Your task: Nothing in the records that follow should differ once you have copied them out.

--- START ---

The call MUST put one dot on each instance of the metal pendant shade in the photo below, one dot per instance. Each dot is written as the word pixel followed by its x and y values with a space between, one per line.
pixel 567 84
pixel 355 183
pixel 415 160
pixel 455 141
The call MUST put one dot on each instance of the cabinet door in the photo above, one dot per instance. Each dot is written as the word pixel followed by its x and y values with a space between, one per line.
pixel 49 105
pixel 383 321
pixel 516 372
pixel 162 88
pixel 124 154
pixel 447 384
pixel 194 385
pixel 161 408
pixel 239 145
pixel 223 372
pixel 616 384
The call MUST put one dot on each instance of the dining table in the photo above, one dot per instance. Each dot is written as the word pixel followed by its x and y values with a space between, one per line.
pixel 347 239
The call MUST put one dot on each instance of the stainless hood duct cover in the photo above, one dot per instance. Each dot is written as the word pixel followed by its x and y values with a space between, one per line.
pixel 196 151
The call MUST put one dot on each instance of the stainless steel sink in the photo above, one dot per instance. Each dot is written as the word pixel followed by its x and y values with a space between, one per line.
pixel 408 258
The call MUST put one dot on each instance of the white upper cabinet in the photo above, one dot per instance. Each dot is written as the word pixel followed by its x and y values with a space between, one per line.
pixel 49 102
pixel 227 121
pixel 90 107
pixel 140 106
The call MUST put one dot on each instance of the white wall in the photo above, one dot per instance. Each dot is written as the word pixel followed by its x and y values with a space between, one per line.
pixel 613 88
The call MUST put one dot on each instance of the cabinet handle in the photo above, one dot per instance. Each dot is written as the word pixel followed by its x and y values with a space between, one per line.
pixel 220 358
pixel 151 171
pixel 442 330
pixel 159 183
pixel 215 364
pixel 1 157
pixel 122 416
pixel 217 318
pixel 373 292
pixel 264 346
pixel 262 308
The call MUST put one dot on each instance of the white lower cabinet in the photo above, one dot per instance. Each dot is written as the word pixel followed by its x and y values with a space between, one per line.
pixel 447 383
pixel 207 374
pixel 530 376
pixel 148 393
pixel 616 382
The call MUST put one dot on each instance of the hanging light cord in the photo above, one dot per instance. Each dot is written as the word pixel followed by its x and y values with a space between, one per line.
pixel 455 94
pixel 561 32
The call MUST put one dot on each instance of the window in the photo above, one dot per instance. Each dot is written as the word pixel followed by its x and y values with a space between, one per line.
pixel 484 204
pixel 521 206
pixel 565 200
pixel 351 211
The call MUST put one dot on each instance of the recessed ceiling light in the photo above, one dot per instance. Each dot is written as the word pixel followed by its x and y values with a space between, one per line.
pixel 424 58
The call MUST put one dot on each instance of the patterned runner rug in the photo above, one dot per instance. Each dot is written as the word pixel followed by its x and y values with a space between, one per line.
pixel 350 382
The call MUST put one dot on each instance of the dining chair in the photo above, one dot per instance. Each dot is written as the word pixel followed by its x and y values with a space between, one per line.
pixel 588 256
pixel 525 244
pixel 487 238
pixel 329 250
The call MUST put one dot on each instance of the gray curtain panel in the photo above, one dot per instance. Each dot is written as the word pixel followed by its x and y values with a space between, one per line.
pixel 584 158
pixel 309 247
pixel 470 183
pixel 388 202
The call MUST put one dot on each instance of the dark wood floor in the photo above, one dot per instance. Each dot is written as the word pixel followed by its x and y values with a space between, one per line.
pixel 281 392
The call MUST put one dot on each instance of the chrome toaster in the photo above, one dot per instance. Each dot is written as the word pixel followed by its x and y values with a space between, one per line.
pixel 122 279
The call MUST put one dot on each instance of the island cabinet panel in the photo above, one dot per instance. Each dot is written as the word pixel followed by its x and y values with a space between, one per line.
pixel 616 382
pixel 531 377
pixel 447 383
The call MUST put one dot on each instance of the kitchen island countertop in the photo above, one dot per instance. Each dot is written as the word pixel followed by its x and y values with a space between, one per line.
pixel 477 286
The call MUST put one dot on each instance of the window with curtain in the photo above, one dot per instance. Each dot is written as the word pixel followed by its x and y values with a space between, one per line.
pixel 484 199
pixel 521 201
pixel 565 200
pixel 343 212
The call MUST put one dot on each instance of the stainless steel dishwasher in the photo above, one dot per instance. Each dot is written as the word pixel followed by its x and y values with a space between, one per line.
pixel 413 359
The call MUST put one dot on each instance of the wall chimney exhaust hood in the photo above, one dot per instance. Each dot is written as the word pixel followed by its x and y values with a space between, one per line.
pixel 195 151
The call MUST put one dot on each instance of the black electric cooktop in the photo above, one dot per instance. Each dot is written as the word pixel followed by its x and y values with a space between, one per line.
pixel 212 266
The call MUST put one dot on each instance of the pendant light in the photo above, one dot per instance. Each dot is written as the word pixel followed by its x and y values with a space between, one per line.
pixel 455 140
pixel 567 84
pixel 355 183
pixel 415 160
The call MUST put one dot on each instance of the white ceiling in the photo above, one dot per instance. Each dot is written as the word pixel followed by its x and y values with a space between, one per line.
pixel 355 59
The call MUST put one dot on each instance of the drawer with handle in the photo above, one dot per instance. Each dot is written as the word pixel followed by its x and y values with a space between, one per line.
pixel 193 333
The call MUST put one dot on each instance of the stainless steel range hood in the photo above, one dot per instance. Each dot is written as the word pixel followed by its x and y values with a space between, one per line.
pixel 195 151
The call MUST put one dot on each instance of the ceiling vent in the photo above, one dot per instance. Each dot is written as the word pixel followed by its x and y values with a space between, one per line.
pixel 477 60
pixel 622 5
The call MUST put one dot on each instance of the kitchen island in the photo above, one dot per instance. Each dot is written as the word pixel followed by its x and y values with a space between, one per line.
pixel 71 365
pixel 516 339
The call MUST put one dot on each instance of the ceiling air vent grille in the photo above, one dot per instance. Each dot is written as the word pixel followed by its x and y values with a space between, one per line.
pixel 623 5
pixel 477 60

--- END ---

Exercise result:
The call MUST put one dot on each instance of the metal pendant shade in the photo below, one dot per instance. Each dot is written as the word pixel followed by its x and y values with a space between, one per line.
pixel 567 84
pixel 355 183
pixel 415 160
pixel 455 141
The call MUST put one dot on each instance of the cabinet door in the photo above, one dot per instance. Each dot is written as the word pixel followed by its x and y values with a space between, one per line.
pixel 49 105
pixel 383 321
pixel 516 372
pixel 162 88
pixel 124 154
pixel 447 384
pixel 194 385
pixel 161 408
pixel 239 145
pixel 223 372
pixel 616 384
The call MUST put one dot on each instance of the dining table in the photo above, one dot per instance. Each dot is written as the word pixel followed by its x and y values with a space between, one per line.
pixel 347 239
The call MUST put one dot on each instance of the stainless hood duct cover in the photo above, one dot per instance. Each dot is written as the word pixel followed by its x and y values with a space between, one per line.
pixel 196 151
The call MUST put one dot on each instance of the stainless steel sink in the photo above, one dot per instance. Each dot is written as the word pixel followed by its x and y values with a space between, one per line.
pixel 408 258
The call MUST put one dot on each instance of the white upper cabinet in the photo above, one dot per instance. Each dot is written as the word pixel followed by its x and y values with a space between, one per line.
pixel 49 102
pixel 227 121
pixel 90 107
pixel 140 106
The call MUST put one dot on each instance of the white wall in the photo above, one dot per instance. Each dot is written as the word pixel followed by its x and y values with a space between, one per line.
pixel 613 88
The call MUST put one dot on each instance of the cabinet handle in the photo above, one dot per instance. Each dot is written as the word pixel followed by its x and y values with a space between, one per line.
pixel 220 358
pixel 151 171
pixel 442 330
pixel 159 183
pixel 215 364
pixel 1 157
pixel 122 416
pixel 217 318
pixel 373 292
pixel 264 346
pixel 262 308
The call MUST put one dot on each instance of the white lower cabinet in the photo above, one dot per instance. Each dot is written as the word pixel followed by its x and y values with a space between, one per line.
pixel 447 383
pixel 207 374
pixel 530 376
pixel 148 393
pixel 616 382
The call MUST put one dot on each instance of the hanging light cord in the photo above, one dot per instance. Each dot is written as the word pixel followed by its x and y values with a space between, one per line.
pixel 455 94
pixel 561 32
The call MUST put one dot on each instance of the window in the photo above, one dot per instance. Each dot is written as the word pixel followed by its x and y values with a space between, one per line.
pixel 484 204
pixel 521 206
pixel 565 200
pixel 351 211
The call MUST put one dot on each instance of the recessed ceiling light in the photo above, one dot per instance. Each dot is written as the word pixel followed by its x and y values with a space between, one per line.
pixel 424 58
The call MUST put one dot on each instance of the patterned runner rug in the photo above, one dot per instance. Each dot is written as the word pixel followed by its x and y values with a space between, one per line.
pixel 350 382
The call MUST put one dot on each instance of the dining chair in the photo above, one dot per instance. Each dot is written as the word pixel followed by its x and y values with a space between, one per line.
pixel 588 256
pixel 525 244
pixel 487 238
pixel 329 250
The call MUST put one dot on each instance of the gray curtain panel in the photo above, one dot per instance. Each dot is written as the word pixel followed by its x and y values with a space between, one per line.
pixel 584 158
pixel 309 247
pixel 470 183
pixel 388 202
The call MUST put one dot on each instance of the dark wood floor in the photo above, one dot per instance. Each dot is written as the word pixel followed by its x and y values with a space between, one per line.
pixel 281 392
The call MUST put one dot on each instance of the chrome toaster in the photo above, one dot per instance. Each dot is written as the word pixel followed by its x and y values with a space between, one per line.
pixel 122 279
The call MUST put one dot on each instance of the island cabinet panel in the photo above, one dot per instance. Each dot is written as the word pixel followed by its x and y values with a space between, one per line.
pixel 616 382
pixel 531 377
pixel 447 383
The call MUST put one dot on each instance of the kitchen island countertop in the photo above, one dot per instance. Each dot is written as the word pixel followed by its x and y values with a space between, one per line.
pixel 477 286
The call MUST put one dot on each instance of the window with curtain in the photo above, one dot per instance. Each dot is written as the word pixel followed by its x and y values with a space between, one per line.
pixel 484 199
pixel 521 201
pixel 565 200
pixel 343 212
The call MUST put one dot on each instance of the stainless steel dishwasher in the photo above, one dot per instance. Each dot is written as the word pixel followed by its x and y values with a space between, one per line.
pixel 413 359
The call MUST put one dot on each instance of the wall chimney exhaust hood in the photo above, one dot per instance. Each dot is written as the word pixel followed by its x and y values with a space between, one per line.
pixel 195 151
The call MUST put one dot on each instance of the black electric cooktop in the photo above, one dot per instance. Each dot is written as the word pixel followed by its x and y values with a space between, one per line.
pixel 212 266
The call MUST put one dot on each instance of the pendant light in the photo above, one dot per instance. Each dot is written as the word pixel followed by its x and y values with a space between, one per line.
pixel 455 140
pixel 567 84
pixel 355 183
pixel 415 160
The call MUST put one dot on each instance of the white ceiling in the photo above, one dot per instance. Each dot is written as the word pixel followed by its x and y values with a space between, one per line.
pixel 355 59
The call MUST put one dot on each instance of the drawer with handle in the photo above, one dot per instance. Each dot is written as the word pixel followed by its x and y values with a space between, one per line.
pixel 193 333
The call MUST put one dot on each instance of the stainless steel range hood in the photo above, one dot per instance. Each dot is written as the word pixel followed by its x and y values with a space between, one per line.
pixel 195 151
The call MUST put one dot on each instance of the ceiling vent in the photo above, one dot per instance. Each dot is written as the word pixel followed by its x and y values with a space between, one per line.
pixel 477 60
pixel 622 5
The call MUST put one dot on each instance of the kitchen island in the photo above, one dot per instance. Each dot is written as the word pixel followed by its x and y values with a space between, one per line.
pixel 71 365
pixel 516 339
The call MUST put one dot on each instance of the ceiling air vent grille in the photo above, one dot per instance. Each dot is written as the word pixel followed by its x and y values with a space between, one per line.
pixel 623 5
pixel 477 60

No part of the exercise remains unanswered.